Input records >>

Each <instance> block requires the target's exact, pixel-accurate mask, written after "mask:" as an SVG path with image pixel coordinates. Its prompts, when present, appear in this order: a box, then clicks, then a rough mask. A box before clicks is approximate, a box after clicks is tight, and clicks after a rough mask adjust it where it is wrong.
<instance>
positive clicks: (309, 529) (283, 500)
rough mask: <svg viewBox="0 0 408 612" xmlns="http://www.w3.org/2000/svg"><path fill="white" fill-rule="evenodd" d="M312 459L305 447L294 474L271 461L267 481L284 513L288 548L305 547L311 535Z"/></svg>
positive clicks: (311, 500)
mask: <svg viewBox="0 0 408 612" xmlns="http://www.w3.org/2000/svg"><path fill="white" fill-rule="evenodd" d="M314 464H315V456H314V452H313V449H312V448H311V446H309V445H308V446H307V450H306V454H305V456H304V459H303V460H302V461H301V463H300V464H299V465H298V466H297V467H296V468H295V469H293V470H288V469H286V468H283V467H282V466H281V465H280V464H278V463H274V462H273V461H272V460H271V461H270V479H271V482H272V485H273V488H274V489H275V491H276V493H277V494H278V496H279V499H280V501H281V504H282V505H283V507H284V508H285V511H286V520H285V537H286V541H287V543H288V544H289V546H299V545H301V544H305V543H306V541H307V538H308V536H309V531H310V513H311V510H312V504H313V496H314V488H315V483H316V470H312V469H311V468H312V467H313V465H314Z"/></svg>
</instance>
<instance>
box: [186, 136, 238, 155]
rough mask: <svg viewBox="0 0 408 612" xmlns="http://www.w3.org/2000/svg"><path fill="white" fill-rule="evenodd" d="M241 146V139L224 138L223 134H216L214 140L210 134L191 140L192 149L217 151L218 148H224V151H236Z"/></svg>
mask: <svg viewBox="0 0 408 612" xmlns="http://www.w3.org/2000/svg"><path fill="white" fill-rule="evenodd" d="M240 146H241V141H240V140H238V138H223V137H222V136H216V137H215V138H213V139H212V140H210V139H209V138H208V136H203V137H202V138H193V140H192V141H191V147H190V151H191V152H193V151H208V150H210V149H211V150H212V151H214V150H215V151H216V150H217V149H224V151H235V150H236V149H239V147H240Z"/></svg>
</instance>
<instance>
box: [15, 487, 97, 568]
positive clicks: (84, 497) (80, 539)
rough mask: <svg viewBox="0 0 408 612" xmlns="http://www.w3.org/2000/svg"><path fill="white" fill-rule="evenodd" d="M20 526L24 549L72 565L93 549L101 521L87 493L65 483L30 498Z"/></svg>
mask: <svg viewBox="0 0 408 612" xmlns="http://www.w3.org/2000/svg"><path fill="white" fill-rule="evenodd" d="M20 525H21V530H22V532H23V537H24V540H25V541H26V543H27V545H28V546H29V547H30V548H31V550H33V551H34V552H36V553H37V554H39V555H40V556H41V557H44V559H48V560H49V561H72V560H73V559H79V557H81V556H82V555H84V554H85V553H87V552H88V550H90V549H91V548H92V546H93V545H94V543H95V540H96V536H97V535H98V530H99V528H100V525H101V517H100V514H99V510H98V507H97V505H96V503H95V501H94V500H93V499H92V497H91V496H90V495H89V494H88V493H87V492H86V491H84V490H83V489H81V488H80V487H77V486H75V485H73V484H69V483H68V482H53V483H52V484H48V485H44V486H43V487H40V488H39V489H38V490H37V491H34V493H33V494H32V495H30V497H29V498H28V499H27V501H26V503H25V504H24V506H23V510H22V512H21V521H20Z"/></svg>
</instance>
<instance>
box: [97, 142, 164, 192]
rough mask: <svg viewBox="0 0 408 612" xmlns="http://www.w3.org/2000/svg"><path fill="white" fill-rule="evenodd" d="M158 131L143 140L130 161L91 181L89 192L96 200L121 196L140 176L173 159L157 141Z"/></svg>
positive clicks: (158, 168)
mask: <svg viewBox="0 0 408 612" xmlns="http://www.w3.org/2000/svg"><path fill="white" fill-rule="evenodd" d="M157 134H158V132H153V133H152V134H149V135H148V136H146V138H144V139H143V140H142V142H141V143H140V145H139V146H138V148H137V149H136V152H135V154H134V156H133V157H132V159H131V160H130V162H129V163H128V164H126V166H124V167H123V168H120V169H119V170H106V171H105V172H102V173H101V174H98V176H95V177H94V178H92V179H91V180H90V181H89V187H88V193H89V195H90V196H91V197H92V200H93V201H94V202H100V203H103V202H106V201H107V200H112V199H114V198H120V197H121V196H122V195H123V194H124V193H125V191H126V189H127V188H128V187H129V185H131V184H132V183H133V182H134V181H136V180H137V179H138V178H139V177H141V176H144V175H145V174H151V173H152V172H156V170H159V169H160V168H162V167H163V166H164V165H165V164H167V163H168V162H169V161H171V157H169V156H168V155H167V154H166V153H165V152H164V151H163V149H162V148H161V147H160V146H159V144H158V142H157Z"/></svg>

Work instructions >> Reproduce all of the material above with every "positive clicks" swapped for "foreground clicks" and nothing else altered.

Exercise result >>
Each <instance> block requires the target's exact, pixel-accurate mask, written after "mask:" as an SVG path with image pixel coordinates. Its prompts, when present, appear in this order: a box, then clicks, then a rough mask. A box before clicks is approximate, a box after clicks is tight, and clicks after a rough mask adjust it where it is wrong.
<instance>
foreground clicks: (309, 529) (283, 500)
rough mask: <svg viewBox="0 0 408 612" xmlns="http://www.w3.org/2000/svg"><path fill="white" fill-rule="evenodd" d="M312 459L305 447L294 474L271 461L267 481L284 513L288 548L305 547L311 535Z"/></svg>
foreground clicks: (311, 500)
mask: <svg viewBox="0 0 408 612" xmlns="http://www.w3.org/2000/svg"><path fill="white" fill-rule="evenodd" d="M314 464H315V456H314V452H313V449H312V448H311V446H309V445H308V446H307V450H306V454H305V456H304V459H303V460H302V461H301V463H300V464H299V465H298V466H297V467H296V468H295V469H293V470H288V469H286V468H283V467H282V466H281V465H280V464H278V463H274V462H273V461H272V460H271V461H270V479H271V482H272V485H273V488H274V489H275V491H276V493H277V494H278V496H279V499H280V501H281V504H282V505H283V507H284V508H285V511H286V520H285V537H286V541H287V543H288V544H289V546H299V545H301V544H305V543H306V541H307V538H308V536H309V531H310V513H311V510H312V504H313V496H314V488H315V483H316V470H312V469H311V468H312V467H313V465H314Z"/></svg>
</instance>
<instance>
box: [186, 136, 238, 155]
rough mask: <svg viewBox="0 0 408 612" xmlns="http://www.w3.org/2000/svg"><path fill="white" fill-rule="evenodd" d="M241 146V139L224 138L223 134H216L214 140L210 134L191 140L192 149L217 151L218 148H224V151H236Z"/></svg>
mask: <svg viewBox="0 0 408 612" xmlns="http://www.w3.org/2000/svg"><path fill="white" fill-rule="evenodd" d="M240 146H241V141H240V140H238V138H223V137H222V136H216V137H215V138H213V139H212V140H210V139H209V138H208V136H203V137H202V138H193V140H192V141H191V147H190V151H191V152H193V151H208V150H210V149H211V150H212V151H214V150H215V151H216V150H217V149H224V151H235V150H236V149H239V147H240Z"/></svg>
</instance>
<instance>
box: [15, 487, 97, 568]
foreground clicks: (84, 497) (80, 539)
rough mask: <svg viewBox="0 0 408 612" xmlns="http://www.w3.org/2000/svg"><path fill="white" fill-rule="evenodd" d="M20 526L24 549L72 565L93 549L101 521L87 493L65 483L30 498Z"/></svg>
mask: <svg viewBox="0 0 408 612" xmlns="http://www.w3.org/2000/svg"><path fill="white" fill-rule="evenodd" d="M20 525H21V530H22V532H23V537H24V540H25V541H26V543H27V545H28V546H29V547H30V548H31V550H33V551H34V552H36V553H37V554H39V555H40V556H41V557H44V559H48V560H49V561H72V560H73V559H79V557H81V556H82V555H84V554H85V553H87V552H88V550H90V549H91V548H92V546H93V545H94V543H95V540H96V536H97V535H98V530H99V528H100V525H101V517H100V514H99V510H98V507H97V505H96V503H95V501H94V500H93V499H92V497H91V496H90V495H89V494H88V493H87V492H86V491H84V490H83V489H81V488H80V487H77V486H75V485H73V484H69V483H68V482H53V483H52V484H48V485H44V486H43V487H40V488H39V489H38V490H37V491H34V493H33V494H32V495H30V497H29V498H28V499H27V501H26V503H25V504H24V506H23V510H22V512H21V521H20Z"/></svg>
</instance>
<instance>
box: [97, 142, 164, 192]
rough mask: <svg viewBox="0 0 408 612" xmlns="http://www.w3.org/2000/svg"><path fill="white" fill-rule="evenodd" d="M158 131L143 140L130 161L91 181L89 192L96 200L121 196L140 176L173 159L157 141Z"/></svg>
foreground clicks: (158, 168)
mask: <svg viewBox="0 0 408 612" xmlns="http://www.w3.org/2000/svg"><path fill="white" fill-rule="evenodd" d="M157 134H158V132H153V133H152V134H149V135H148V136H146V138H144V139H143V140H142V142H141V143H140V145H139V146H138V148H137V149H136V152H135V154H134V156H133V157H132V159H131V160H130V162H129V163H128V164H126V166H124V167H123V168H120V169H119V170H106V171H105V172H102V173H101V174H98V176H95V177H94V178H92V179H91V180H90V181H89V187H88V193H89V195H90V196H91V197H92V200H93V201H94V202H100V203H103V202H106V201H107V200H112V199H114V198H120V197H121V196H122V195H123V194H124V193H125V191H126V189H127V188H128V187H129V185H131V184H132V183H133V182H134V181H136V180H137V179H138V178H139V177H141V176H144V175H145V174H151V173H152V172H156V170H159V169H160V168H162V167H163V166H164V165H165V164H167V163H168V162H169V161H171V157H169V156H168V155H167V154H166V153H165V152H164V151H163V149H162V148H161V147H160V146H159V144H158V142H157Z"/></svg>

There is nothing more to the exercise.